- SELECTED TEXT

[Start]

My Summer At Studio X

a group of pre-college students posing for a group photo.

This summer, I worked full time at Studio X. Even though the campus felt pretty empty with almost all the other undergrads home for summer, there was a lot going on in Studio X! For example, for two weeks in July, we held a pre-college program called “XR: Content Creation and World Building.” In this program, high schoolers came all across the country to learn about the world of extended reality or XR.

“Learn how XR (the umbrella term for augmented and virtual reality) experiences are created! Students will study the history of immersive technologies and gain technical skills by exploring both the basics of 3D graphics for asset creation and how to develop XR environments with Unity, a popular game engine. We will also discuss the applications and impact of XR across humanities, social science, and STEM fields. All learning levels welcome.”

It was really exciting to be a part of this program to teach passionate students about XR creation. As we prepared for the students’ arrival, we asked ourselves, “How can we introduce a dozen high school students to the complex and technically challenging world of XR development, all within two weeks of half-day sessions?” This was a challenge indeed. We knew that we wanted the students to walk away with a basic understanding of the fundamentals of Blender, a 3D modeling and content creation tool, and Unity, a game engine commonly used for VR development, but we did not want to overwhelm them with too much new material all at once. We decided that we would have to create a highly detailed plan, carefully crafting how we would use the two weeks that we have with the students.

Over the course of June and early July, we worked to create this plan, taking every little detail into consideration. The first major obstacle we faced was how we were going to ensure that each student would have the necessary hardware and software in order to complete the activities we were planning. Blender and Unity can both be very taxing on computers, and it is often the case that folks don’t have the necessary hardware, even for our undergraduates. It was very important that this program was open to anyone who was interested and that technical experience or personal hardware was not a limitation. We decided that instead of having each student bring in their own computer, we would use the high-powered workstations that we already have in Studio X. This, however, created the question of how to organize a dozen PCs in our space that each use a very large amount of power. With 12 high-powered PC’s running all at the same time in the same place, we actually ended up blowing a circuit and had to re-think our plans. We considered several options, including using another space or splitting up the group into different rooms, but we eventually decided to completely reorganize Studio X in order to keep the group together in one space. I really liked the way we eventually configured the space, as it allowed us to keep the whole group together and helped us build a stronger community as we worked.

[End]

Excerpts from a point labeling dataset
[Start]

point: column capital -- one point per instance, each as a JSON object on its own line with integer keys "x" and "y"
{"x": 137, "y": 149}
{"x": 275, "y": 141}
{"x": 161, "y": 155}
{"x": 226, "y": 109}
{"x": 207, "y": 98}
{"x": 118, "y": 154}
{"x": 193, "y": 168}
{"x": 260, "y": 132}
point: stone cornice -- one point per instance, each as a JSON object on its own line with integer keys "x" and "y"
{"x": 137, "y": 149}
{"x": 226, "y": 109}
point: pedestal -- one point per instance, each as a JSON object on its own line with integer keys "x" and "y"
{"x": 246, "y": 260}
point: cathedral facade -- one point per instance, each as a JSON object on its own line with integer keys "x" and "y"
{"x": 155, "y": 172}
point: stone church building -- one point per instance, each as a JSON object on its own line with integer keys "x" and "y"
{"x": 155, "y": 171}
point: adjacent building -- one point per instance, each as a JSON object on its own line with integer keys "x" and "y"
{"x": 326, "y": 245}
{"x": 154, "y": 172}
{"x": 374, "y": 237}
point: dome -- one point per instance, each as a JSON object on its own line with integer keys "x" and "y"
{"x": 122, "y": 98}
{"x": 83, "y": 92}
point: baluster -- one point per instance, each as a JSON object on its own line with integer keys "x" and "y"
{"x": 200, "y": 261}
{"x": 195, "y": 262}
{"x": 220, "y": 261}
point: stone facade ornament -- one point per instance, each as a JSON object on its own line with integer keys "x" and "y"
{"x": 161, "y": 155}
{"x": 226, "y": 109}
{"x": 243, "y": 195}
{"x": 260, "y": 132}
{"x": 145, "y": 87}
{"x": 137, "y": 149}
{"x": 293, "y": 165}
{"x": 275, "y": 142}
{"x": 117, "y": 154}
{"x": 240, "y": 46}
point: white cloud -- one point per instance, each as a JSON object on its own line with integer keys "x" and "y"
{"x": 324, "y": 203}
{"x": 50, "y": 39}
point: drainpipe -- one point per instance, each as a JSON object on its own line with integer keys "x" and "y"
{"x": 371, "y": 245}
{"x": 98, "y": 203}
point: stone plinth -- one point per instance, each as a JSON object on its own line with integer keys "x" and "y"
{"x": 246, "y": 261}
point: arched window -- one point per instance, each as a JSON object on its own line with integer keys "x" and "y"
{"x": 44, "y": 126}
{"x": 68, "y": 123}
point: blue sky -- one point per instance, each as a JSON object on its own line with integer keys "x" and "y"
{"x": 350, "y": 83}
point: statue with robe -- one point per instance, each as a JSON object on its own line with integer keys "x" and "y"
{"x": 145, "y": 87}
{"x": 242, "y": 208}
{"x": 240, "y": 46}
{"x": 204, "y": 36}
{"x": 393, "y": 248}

[End]

- GOAL
According to the Studio X summer post, what happened when the 12 high-powered PCs ran at the same time in the same place?

- RESPONSE TO THE TASK
They blew a circuit, and the team had to rethink its plans.